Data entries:
━━━━━━━━

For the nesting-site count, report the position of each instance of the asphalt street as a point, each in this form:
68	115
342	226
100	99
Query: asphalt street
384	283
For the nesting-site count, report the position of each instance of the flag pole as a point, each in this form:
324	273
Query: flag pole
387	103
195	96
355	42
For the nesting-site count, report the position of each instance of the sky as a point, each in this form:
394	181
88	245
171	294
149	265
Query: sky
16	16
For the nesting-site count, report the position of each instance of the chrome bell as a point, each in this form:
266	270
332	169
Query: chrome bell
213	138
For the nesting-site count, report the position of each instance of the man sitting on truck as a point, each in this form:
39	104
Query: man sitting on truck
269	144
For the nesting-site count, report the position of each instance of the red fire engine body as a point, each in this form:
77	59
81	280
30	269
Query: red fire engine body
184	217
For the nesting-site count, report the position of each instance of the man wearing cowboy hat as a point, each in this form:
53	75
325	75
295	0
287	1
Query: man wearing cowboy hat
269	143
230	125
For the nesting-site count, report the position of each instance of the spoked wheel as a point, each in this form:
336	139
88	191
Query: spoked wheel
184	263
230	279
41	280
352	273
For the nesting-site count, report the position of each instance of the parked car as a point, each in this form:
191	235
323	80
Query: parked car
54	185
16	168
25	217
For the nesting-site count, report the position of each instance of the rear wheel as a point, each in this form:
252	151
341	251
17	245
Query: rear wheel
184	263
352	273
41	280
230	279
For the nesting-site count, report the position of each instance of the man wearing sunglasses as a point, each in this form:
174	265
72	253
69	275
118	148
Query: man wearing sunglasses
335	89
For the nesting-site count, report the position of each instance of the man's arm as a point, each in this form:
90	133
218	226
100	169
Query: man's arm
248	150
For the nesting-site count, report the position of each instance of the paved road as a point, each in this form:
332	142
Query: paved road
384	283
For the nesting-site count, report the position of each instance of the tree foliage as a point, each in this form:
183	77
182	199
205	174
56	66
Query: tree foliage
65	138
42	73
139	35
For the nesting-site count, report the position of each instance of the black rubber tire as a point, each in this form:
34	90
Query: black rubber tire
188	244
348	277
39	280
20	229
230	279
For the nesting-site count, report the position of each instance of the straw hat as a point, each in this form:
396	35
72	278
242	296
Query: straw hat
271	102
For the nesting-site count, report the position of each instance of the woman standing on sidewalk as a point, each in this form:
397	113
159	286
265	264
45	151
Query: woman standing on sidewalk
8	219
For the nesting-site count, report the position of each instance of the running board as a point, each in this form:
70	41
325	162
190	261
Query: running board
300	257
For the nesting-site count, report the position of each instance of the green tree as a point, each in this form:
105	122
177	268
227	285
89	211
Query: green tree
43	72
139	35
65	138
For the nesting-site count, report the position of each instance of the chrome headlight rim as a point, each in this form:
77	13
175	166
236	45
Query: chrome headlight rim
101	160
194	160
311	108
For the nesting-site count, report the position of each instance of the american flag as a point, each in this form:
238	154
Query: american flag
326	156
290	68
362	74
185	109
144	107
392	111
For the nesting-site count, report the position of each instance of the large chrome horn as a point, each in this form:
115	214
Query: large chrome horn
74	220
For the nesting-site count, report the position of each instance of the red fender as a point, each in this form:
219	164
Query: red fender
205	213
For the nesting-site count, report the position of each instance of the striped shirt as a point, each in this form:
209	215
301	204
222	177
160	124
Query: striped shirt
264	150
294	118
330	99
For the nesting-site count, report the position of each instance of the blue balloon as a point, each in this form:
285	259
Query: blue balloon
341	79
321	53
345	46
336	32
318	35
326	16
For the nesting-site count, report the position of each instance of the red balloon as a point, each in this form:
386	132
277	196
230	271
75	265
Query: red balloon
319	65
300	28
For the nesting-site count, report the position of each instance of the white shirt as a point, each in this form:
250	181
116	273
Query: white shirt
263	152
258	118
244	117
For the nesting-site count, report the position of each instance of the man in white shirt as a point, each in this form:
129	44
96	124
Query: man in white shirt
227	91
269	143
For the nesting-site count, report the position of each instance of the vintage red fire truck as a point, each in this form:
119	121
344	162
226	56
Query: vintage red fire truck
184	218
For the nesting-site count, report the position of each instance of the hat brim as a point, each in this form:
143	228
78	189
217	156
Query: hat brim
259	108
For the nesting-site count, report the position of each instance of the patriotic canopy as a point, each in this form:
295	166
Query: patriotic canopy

━━━━━━━━

# Problem details:
Render each line of the records above as one string in a JSON list, skipping any blank lines.

# Output for this task:
[
  "For the nesting-site count, report the position of each instance of the asphalt street as a point, each in this form:",
  "68\t115",
  "342\t226",
  "100\t99",
  "Query: asphalt street",
  "384\t283",
  "For the nesting-site count, report the position of each instance of the flag pole as a point, each in this form:",
  "324\t273",
  "Query: flag pole",
  "387\t103",
  "195\t96",
  "355\t42",
  "For the nesting-site count, report the position of each instance of the sky as a point, each in this form:",
  "394\t181",
  "88\t245",
  "171\t294",
  "149\t265",
  "Query: sky",
  "16\t16",
  "For the nesting-site count, report the position of each instance of the chrome bell as a point, each in this form:",
  "266\t270",
  "332\t169",
  "Query: chrome bell",
  "213\t138",
  "For the nesting-site count, report the position of each instance of the man sitting on truck as a point, each in this form:",
  "39\t104",
  "Query: man sitting on truck",
  "269\t144",
  "For the nesting-site count, report the position of each instance of the red fire engine body as a point, each in this form:",
  "77\t59",
  "81\t280",
  "30\t269",
  "Query: red fire engine body",
  "184\t217",
  "For the nesting-site count, report the position of each instance of the man wearing cowboy hat as a point, each in this form:",
  "53\t75",
  "325\t75",
  "295\t0",
  "287\t1",
  "Query: man wearing cowboy hat",
  "269\t143",
  "230\t125",
  "For the nesting-site count, report the position of each instance of the spoked wheel as a point, each in this form:",
  "336\t139",
  "88\t191",
  "Query: spoked wheel",
  "184\t263",
  "230\t279",
  "41\t280",
  "352\t273",
  "For the nesting-site count, report the position of each instance of the parked car as a point, each in this form:",
  "191\t235",
  "323\t80",
  "Query: parked car",
  "54\t185",
  "16\t168",
  "25\t217",
  "For the nesting-site count, report the position of each instance of the rear wheel as a point, each in this form:",
  "252\t151",
  "341\t251",
  "17\t245",
  "Query: rear wheel",
  "184\t263",
  "352\t273",
  "41\t280",
  "230\t279",
  "For the nesting-site count, report the position of each instance of the man wearing sunglasses as a point, each in this form:",
  "174\t265",
  "72\t253",
  "69\t275",
  "118\t148",
  "Query: man wearing sunglasses",
  "335\t89",
  "For the nesting-site count, report the position of each instance of the man's arm as a point, each in this form:",
  "90\t133",
  "218\t226",
  "100\t169",
  "Query: man's arm",
  "248\t150",
  "For the nesting-site count, report the position of each instance of the paved road as a point, each in this form:",
  "332\t142",
  "Query: paved road",
  "384\t283",
  "For the nesting-site count, report the position of each instance of the tree foliage as a point, each in this form:",
  "183\t77",
  "182\t199",
  "205\t174",
  "56\t66",
  "Query: tree foliage",
  "65\t138",
  "42\t73",
  "139\t35",
  "For the nesting-site count, report the position of each instance of the black rubber tire as a point, each in this form:",
  "34\t90",
  "Query: black rubber tire",
  "188\t244",
  "348\t277",
  "39\t280",
  "20\t229",
  "230\t279",
  "For the nesting-site count, report the position of each instance of the straw hat as a point, each in this form:",
  "396\t35",
  "72\t278",
  "242\t296",
  "Query: straw hat",
  "271\t102",
  "For the nesting-site count, report the position of each instance of the woman standing on sidewalk as a point, each in this form:",
  "397\t113",
  "159\t286",
  "265\t264",
  "45\t151",
  "Query: woman standing on sidewalk",
  "8\t219",
  "For the nesting-site count, report the position of each instance of the running board as a point, each in this form:",
  "70\t41",
  "325\t162",
  "190\t261",
  "Query: running board",
  "300\t257",
  "For the nesting-site count, report the position of each instance of the green tree as a point, each in this form:",
  "105\t122",
  "177\t268",
  "227\t285",
  "89\t211",
  "Query: green tree",
  "43\t72",
  "139\t35",
  "65\t138",
  "For the nesting-site count, report the position of each instance of the chrome headlight rim as a point, each in this form:",
  "77\t13",
  "175\t166",
  "236\t45",
  "Query: chrome headlight rim",
  "101\t160",
  "194\t160",
  "311\t108",
  "For the nesting-site count, report the position of each instance of the american flag as a point, each in this form:",
  "238\t154",
  "Query: american flag",
  "326\t156",
  "290\t68",
  "362\t74",
  "185\t109",
  "144\t107",
  "392\t111",
  "For the nesting-site count, report the position of each instance of the large chrome horn as a point, each in this form:",
  "115\t214",
  "Query: large chrome horn",
  "74\t220",
  "For the nesting-site count, report the position of each instance of the red fender as a point, each in this form:",
  "219\t164",
  "Query: red fender",
  "205\t213",
  "For the nesting-site count, report the position of each instance of the striped shirt as a point, each in this form:",
  "209\t215",
  "301\t204",
  "222\t177",
  "160\t124",
  "Query: striped shirt",
  "264\t150",
  "294\t118",
  "330\t99",
  "For the nesting-site count, report the position of each instance of the blue balloon as a point, each in this form:",
  "285\t259",
  "Query: blue balloon",
  "341\t79",
  "321\t53",
  "345\t46",
  "336\t32",
  "318\t35",
  "326\t16",
  "For the nesting-site count, report the position of each instance of the red balloon as a point, each in this form:",
  "386\t132",
  "277\t196",
  "230\t271",
  "75\t265",
  "Query: red balloon",
  "319\t65",
  "300\t28",
  "For the nesting-site count, report the position of each instance of the white shirt as a point, each in this form:",
  "250\t181",
  "116\t273",
  "Query: white shirt",
  "263\t152",
  "258\t118",
  "244\t117",
  "For the nesting-site count, report the position of each instance of the man in white shirt as a point, each in this form:",
  "129\t44",
  "96\t124",
  "Query: man in white shirt",
  "227\t91",
  "269\t143",
  "For the nesting-site count, report the position of each instance of the vintage red fire truck as a point, each in this form:",
  "119\t121",
  "344\t162",
  "226\t56",
  "Query: vintage red fire truck",
  "184\t218",
  "For the nesting-site count, report the position of each instance of the hat brim as a point, each in this form:",
  "143\t228",
  "78\t189",
  "217\t156",
  "Query: hat brim",
  "259\t108",
  "For the nesting-site count, report the position of each instance of the patriotic canopy as a point, each in this form:",
  "295\t166",
  "Query: patriotic canopy"
]